### [Stated task]
List every line of the listing below that contains the word "bicycle", copying each such line in full.

### [Records for this task]
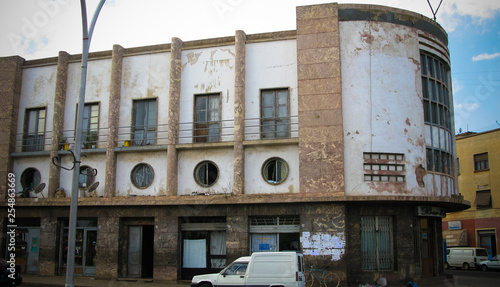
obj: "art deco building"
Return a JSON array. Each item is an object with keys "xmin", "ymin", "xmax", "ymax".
[{"xmin": 0, "ymin": 3, "xmax": 469, "ymax": 286}]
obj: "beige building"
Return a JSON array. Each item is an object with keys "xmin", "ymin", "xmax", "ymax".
[
  {"xmin": 0, "ymin": 3, "xmax": 469, "ymax": 286},
  {"xmin": 443, "ymin": 129, "xmax": 500, "ymax": 256}
]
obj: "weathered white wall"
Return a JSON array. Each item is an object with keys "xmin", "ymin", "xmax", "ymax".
[
  {"xmin": 115, "ymin": 151, "xmax": 167, "ymax": 196},
  {"xmin": 245, "ymin": 145, "xmax": 299, "ymax": 194},
  {"xmin": 179, "ymin": 46, "xmax": 235, "ymax": 143},
  {"xmin": 16, "ymin": 65, "xmax": 57, "ymax": 152},
  {"xmin": 64, "ymin": 59, "xmax": 111, "ymax": 148},
  {"xmin": 245, "ymin": 40, "xmax": 298, "ymax": 140},
  {"xmin": 118, "ymin": 53, "xmax": 170, "ymax": 146},
  {"xmin": 177, "ymin": 148, "xmax": 234, "ymax": 195},
  {"xmin": 340, "ymin": 21, "xmax": 427, "ymax": 195}
]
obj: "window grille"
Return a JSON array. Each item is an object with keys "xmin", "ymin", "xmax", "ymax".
[{"xmin": 361, "ymin": 216, "xmax": 394, "ymax": 271}]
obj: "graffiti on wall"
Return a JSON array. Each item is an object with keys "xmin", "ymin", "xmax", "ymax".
[{"xmin": 300, "ymin": 232, "xmax": 345, "ymax": 261}]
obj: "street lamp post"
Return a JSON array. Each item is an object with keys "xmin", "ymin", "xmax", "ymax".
[{"xmin": 65, "ymin": 0, "xmax": 106, "ymax": 287}]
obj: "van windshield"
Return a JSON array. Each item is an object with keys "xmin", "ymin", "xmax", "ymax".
[{"xmin": 476, "ymin": 249, "xmax": 488, "ymax": 256}]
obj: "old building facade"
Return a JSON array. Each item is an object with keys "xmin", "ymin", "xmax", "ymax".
[
  {"xmin": 0, "ymin": 3, "xmax": 468, "ymax": 286},
  {"xmin": 443, "ymin": 129, "xmax": 500, "ymax": 256}
]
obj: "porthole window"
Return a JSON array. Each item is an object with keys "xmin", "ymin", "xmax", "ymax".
[
  {"xmin": 194, "ymin": 160, "xmax": 219, "ymax": 187},
  {"xmin": 78, "ymin": 165, "xmax": 95, "ymax": 188},
  {"xmin": 21, "ymin": 167, "xmax": 41, "ymax": 190},
  {"xmin": 262, "ymin": 157, "xmax": 288, "ymax": 184},
  {"xmin": 130, "ymin": 163, "xmax": 155, "ymax": 188}
]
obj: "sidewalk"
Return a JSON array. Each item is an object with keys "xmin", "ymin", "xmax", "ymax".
[{"xmin": 20, "ymin": 274, "xmax": 190, "ymax": 287}]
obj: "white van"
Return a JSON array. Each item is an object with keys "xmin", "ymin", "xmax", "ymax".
[
  {"xmin": 191, "ymin": 251, "xmax": 305, "ymax": 287},
  {"xmin": 444, "ymin": 247, "xmax": 488, "ymax": 270}
]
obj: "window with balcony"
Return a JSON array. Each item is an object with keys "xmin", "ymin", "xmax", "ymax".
[
  {"xmin": 23, "ymin": 108, "xmax": 46, "ymax": 151},
  {"xmin": 260, "ymin": 89, "xmax": 290, "ymax": 139},
  {"xmin": 132, "ymin": 99, "xmax": 156, "ymax": 146},
  {"xmin": 194, "ymin": 94, "xmax": 220, "ymax": 143},
  {"xmin": 79, "ymin": 103, "xmax": 99, "ymax": 148},
  {"xmin": 474, "ymin": 152, "xmax": 490, "ymax": 171}
]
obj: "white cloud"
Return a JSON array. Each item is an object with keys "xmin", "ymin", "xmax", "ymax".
[{"xmin": 472, "ymin": 53, "xmax": 500, "ymax": 62}]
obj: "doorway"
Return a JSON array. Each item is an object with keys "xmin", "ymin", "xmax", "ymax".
[{"xmin": 127, "ymin": 225, "xmax": 154, "ymax": 278}]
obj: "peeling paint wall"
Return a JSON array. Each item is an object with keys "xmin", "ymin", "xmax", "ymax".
[
  {"xmin": 245, "ymin": 146, "xmax": 299, "ymax": 194},
  {"xmin": 16, "ymin": 65, "xmax": 57, "ymax": 146},
  {"xmin": 340, "ymin": 21, "xmax": 428, "ymax": 196},
  {"xmin": 64, "ymin": 59, "xmax": 111, "ymax": 147}
]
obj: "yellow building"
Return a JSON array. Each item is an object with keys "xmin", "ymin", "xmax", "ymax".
[{"xmin": 443, "ymin": 129, "xmax": 500, "ymax": 255}]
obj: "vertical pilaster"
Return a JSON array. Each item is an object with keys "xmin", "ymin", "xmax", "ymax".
[
  {"xmin": 104, "ymin": 45, "xmax": 125, "ymax": 197},
  {"xmin": 297, "ymin": 3, "xmax": 344, "ymax": 193},
  {"xmin": 153, "ymin": 216, "xmax": 180, "ymax": 281},
  {"xmin": 48, "ymin": 52, "xmax": 71, "ymax": 197},
  {"xmin": 233, "ymin": 30, "xmax": 246, "ymax": 194},
  {"xmin": 0, "ymin": 56, "xmax": 24, "ymax": 202},
  {"xmin": 38, "ymin": 216, "xmax": 58, "ymax": 276},
  {"xmin": 95, "ymin": 217, "xmax": 120, "ymax": 279},
  {"xmin": 167, "ymin": 38, "xmax": 183, "ymax": 196}
]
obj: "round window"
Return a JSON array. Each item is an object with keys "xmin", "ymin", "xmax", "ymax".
[
  {"xmin": 78, "ymin": 165, "xmax": 95, "ymax": 188},
  {"xmin": 21, "ymin": 167, "xmax": 41, "ymax": 190},
  {"xmin": 262, "ymin": 157, "xmax": 288, "ymax": 184},
  {"xmin": 130, "ymin": 163, "xmax": 155, "ymax": 188},
  {"xmin": 194, "ymin": 160, "xmax": 219, "ymax": 187}
]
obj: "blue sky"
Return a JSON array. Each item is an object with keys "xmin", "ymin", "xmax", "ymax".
[{"xmin": 0, "ymin": 0, "xmax": 500, "ymax": 133}]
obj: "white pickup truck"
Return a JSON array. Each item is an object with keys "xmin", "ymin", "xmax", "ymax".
[{"xmin": 191, "ymin": 251, "xmax": 305, "ymax": 287}]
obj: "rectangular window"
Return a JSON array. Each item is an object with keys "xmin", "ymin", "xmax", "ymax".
[
  {"xmin": 361, "ymin": 216, "xmax": 394, "ymax": 271},
  {"xmin": 75, "ymin": 103, "xmax": 99, "ymax": 148},
  {"xmin": 260, "ymin": 89, "xmax": 290, "ymax": 139},
  {"xmin": 474, "ymin": 152, "xmax": 490, "ymax": 171},
  {"xmin": 132, "ymin": 99, "xmax": 156, "ymax": 146},
  {"xmin": 474, "ymin": 190, "xmax": 491, "ymax": 208},
  {"xmin": 194, "ymin": 94, "xmax": 220, "ymax": 143},
  {"xmin": 23, "ymin": 108, "xmax": 46, "ymax": 151}
]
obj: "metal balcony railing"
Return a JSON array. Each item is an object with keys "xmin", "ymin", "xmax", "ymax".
[{"xmin": 15, "ymin": 116, "xmax": 299, "ymax": 152}]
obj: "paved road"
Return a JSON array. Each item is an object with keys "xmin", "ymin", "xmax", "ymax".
[{"xmin": 445, "ymin": 269, "xmax": 500, "ymax": 287}]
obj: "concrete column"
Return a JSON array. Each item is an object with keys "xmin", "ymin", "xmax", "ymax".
[
  {"xmin": 38, "ymin": 217, "xmax": 58, "ymax": 276},
  {"xmin": 48, "ymin": 51, "xmax": 71, "ymax": 197},
  {"xmin": 0, "ymin": 56, "xmax": 24, "ymax": 202},
  {"xmin": 153, "ymin": 216, "xmax": 180, "ymax": 281},
  {"xmin": 297, "ymin": 3, "xmax": 344, "ymax": 195},
  {"xmin": 95, "ymin": 217, "xmax": 120, "ymax": 279},
  {"xmin": 104, "ymin": 45, "xmax": 125, "ymax": 197},
  {"xmin": 233, "ymin": 30, "xmax": 246, "ymax": 197},
  {"xmin": 167, "ymin": 38, "xmax": 183, "ymax": 196}
]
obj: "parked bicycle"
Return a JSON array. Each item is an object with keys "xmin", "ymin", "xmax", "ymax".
[{"xmin": 306, "ymin": 265, "xmax": 340, "ymax": 287}]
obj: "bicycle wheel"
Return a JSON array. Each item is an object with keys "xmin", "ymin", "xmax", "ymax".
[
  {"xmin": 323, "ymin": 272, "xmax": 340, "ymax": 287},
  {"xmin": 305, "ymin": 273, "xmax": 314, "ymax": 287}
]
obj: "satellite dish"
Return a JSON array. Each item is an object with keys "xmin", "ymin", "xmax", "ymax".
[
  {"xmin": 33, "ymin": 182, "xmax": 45, "ymax": 198},
  {"xmin": 89, "ymin": 181, "xmax": 99, "ymax": 192}
]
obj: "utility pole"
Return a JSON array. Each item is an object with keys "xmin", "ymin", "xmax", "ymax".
[{"xmin": 65, "ymin": 0, "xmax": 106, "ymax": 287}]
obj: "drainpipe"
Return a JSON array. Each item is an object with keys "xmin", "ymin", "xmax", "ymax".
[{"xmin": 65, "ymin": 0, "xmax": 106, "ymax": 287}]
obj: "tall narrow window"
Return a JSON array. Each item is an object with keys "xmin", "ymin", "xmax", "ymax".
[
  {"xmin": 361, "ymin": 216, "xmax": 394, "ymax": 271},
  {"xmin": 261, "ymin": 89, "xmax": 290, "ymax": 139},
  {"xmin": 75, "ymin": 104, "xmax": 99, "ymax": 148},
  {"xmin": 132, "ymin": 99, "xmax": 156, "ymax": 145},
  {"xmin": 474, "ymin": 152, "xmax": 490, "ymax": 171},
  {"xmin": 194, "ymin": 94, "xmax": 220, "ymax": 143},
  {"xmin": 23, "ymin": 108, "xmax": 46, "ymax": 151}
]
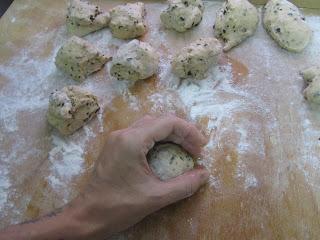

### [Solution to the problem]
obj: "parked bicycle"
obj: "bicycle wheel"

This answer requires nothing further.